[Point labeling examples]
════════════════════
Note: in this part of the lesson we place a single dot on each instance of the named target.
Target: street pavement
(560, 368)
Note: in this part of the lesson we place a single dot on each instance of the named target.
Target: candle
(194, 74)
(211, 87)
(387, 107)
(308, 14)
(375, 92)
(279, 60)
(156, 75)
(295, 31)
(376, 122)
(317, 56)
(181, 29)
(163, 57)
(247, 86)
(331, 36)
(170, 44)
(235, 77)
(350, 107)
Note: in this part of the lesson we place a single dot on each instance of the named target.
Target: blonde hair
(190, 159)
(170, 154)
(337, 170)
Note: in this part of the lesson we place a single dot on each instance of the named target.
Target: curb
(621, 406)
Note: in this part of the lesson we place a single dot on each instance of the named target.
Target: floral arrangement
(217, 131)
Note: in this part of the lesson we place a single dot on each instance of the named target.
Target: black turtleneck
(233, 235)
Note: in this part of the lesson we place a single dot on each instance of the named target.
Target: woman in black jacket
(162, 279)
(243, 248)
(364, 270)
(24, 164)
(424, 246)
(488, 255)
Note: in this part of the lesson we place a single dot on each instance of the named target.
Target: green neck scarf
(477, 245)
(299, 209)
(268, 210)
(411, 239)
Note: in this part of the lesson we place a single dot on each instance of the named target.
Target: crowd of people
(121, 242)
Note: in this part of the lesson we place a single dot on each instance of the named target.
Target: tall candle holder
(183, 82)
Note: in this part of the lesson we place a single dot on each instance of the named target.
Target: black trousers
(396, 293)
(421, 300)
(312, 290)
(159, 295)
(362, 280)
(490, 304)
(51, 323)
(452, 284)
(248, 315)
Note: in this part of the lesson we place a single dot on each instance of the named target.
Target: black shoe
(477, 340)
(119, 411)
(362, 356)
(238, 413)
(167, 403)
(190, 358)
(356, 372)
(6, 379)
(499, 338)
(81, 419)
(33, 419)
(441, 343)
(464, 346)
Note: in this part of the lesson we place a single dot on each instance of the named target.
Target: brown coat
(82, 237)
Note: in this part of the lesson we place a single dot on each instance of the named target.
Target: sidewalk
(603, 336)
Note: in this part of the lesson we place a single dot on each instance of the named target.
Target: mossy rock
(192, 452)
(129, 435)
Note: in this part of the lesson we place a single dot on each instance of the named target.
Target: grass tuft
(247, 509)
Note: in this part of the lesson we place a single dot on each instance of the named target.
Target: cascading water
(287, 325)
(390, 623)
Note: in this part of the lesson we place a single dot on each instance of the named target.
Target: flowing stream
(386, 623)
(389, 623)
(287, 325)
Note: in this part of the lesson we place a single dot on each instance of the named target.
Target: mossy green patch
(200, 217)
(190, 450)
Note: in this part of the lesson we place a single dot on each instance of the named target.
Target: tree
════════════════════
» **Prompt**
Count the lines above that contain the word "candle", matching case exactly, and give only the number.

» **Response**
2